### Compiti dell'esercizio
**1.** Ricopia dal testo sulla sconfitta elettorale di Diano Marina il passo che comincia con "Questo motto, iscritto" e prosegue fino a "invocare nessuna scusa.".
**2.** Prosegui il commento sulla sconfitta elettorale del generale Bellacicco a Diano Marina dal punto in cui si interrompe.

### Testo fornito
══════════════════════════════

"La vittoria sarà di chi la vuole".
Questo motto, iscritto sulla tolda di una nostra nave da guerra, costituisce il migliore commento al risultato elettorale di Diano Marina, soprattutto se si aggiunge il corollario per cui la vittoria non sarà di chi non la vuole. Il generale Bellacicco è riuscito a collezionare due rovinose disfatte in due mesi. Se però a Kabul c'era l'attenuante di giocare in trasferta, nella sua città di origine - dove conosce vita, morte e miracoli di ciascuno degli abitanti, forte delle informazioni accumulate dal padre, storico maresciallo dei carabinieri - non può invocare nessuna scusa.
Napoleone perse a Waterloo contro Wellington e Blucher, che erano entrambi grandi condottieri. Bellacicco è stato travolto da Chiappori e Za Garibaldi, i quali sono viceversa due smandrappati capi bastone da strapaese. Il suo pari grado Bonaparte affrontò l'ultima e decisiva battaglia senza alcun piano strategico, e lo stesso errore - qui ricorre invece una analogia - ha commesso Bellacicco. Il generale (quello di Diano Marina) avrebbe vinto se avesse usato anche un solo argomento, ma quando lo abbiamo suggerito lo ha rifiutato, neanche tanto cortesemente. Di Bellacicco si ricordava - prima della campagna elettorale - un solo intervento in materia politica, pronunziato in occasione di un incontro tra colleghi e veterani. Rispetto ai contenuti di quel discorso, egli avrebbe dovuto compiere una energica virata, presentandosi ai cittadini quale difensore della democrazia, opposto ad una destra malata di estremismo e tendente all'eversione. Evidentemente, non se l'è sentita, e nel suo comizio ha parlato di tutto, meno che di politica.

══════════════════════════════

### Righe fornite
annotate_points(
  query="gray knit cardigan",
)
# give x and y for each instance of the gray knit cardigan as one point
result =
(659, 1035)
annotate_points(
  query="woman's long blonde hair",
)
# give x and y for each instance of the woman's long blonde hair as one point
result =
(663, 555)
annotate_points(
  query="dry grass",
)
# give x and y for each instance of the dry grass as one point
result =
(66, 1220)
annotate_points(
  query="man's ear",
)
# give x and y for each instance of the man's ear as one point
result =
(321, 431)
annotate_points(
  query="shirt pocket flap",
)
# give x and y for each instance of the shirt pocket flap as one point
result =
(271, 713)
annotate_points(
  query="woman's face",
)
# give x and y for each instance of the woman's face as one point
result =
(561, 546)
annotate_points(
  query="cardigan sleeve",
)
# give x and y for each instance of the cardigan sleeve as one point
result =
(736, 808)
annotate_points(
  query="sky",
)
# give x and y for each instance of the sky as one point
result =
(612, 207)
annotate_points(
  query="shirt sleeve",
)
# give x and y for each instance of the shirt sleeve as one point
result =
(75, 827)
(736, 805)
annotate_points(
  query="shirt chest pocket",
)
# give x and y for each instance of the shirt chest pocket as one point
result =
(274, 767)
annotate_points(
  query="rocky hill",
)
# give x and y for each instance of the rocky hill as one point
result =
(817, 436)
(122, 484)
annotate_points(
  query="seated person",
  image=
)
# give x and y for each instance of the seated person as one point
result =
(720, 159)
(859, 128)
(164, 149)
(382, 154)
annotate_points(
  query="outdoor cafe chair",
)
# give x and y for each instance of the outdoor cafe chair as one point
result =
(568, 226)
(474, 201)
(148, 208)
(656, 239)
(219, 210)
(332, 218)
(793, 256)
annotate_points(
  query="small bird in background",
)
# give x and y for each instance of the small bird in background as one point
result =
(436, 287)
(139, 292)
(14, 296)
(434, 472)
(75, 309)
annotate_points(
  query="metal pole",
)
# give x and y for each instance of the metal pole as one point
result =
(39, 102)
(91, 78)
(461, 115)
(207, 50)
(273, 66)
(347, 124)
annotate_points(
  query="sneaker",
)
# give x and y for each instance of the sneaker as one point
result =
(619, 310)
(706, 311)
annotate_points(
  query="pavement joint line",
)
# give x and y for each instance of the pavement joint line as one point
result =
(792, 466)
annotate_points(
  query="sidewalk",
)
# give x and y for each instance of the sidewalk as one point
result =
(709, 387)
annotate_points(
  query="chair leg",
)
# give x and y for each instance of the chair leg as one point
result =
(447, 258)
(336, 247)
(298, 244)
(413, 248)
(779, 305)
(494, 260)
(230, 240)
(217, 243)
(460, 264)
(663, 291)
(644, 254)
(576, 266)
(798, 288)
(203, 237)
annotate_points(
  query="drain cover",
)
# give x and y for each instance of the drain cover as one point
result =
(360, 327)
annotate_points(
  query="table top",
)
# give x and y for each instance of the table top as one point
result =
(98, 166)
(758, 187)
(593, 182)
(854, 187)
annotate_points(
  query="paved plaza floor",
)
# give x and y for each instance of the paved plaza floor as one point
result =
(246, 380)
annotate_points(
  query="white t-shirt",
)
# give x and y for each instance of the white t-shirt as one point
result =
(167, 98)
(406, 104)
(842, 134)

══════════════════════════════

### Soluzioni dell'esercizio
**1.**
Questo motto, iscritto sulla tolda di una nostra nave da guerra, costituisce il migliore commento al risultato elettorale di Diano Marina, soprattutto se si aggiunge il corollario per cui la vittoria non sarà di chi non la vuole. Il generale Bellacicco è riuscito a collezionare due rovinose disfatte in due mesi. Se però a Kabul c'era l'attenuante di giocare in trasferta, nella sua città di origine - dove conosce vita, morte e miracoli di ciascuno degli abitanti, forte delle informazioni accumulate dal padre, storico maresciallo dei carabinieri - non può invocare nessuna scusa.

**2.**
Certamente, Diano Marina non è Roma, nè Parigi, ma la scelta non avviene soltanto in base all'acqua potabile ed alle fognature. Lo dimostra il fatto che il sindaco uscente ha basato le proprie scelte proprio in funzione degli acquedotti. C'era però un "piano B" - quello per l'appunto che abbiamo tentato di suggerire - consistente nel ricordare i propri meriti di soldato, leale servitore in uniforme dell'unità nazionale, contrapposta alle tendenze separatiste proprie della consorteria cui appartiene il rivale, che nel nostro Ponente Ligure ha scelto da tempo il secessionismo. Il contendente non avrebbe potuto opporre a questo argomento un rinnegamento delle scelte compiute dai propri capi. Dichiarandosi però separatista, avrebbe perduto gran parte dei voti del suo schieramento.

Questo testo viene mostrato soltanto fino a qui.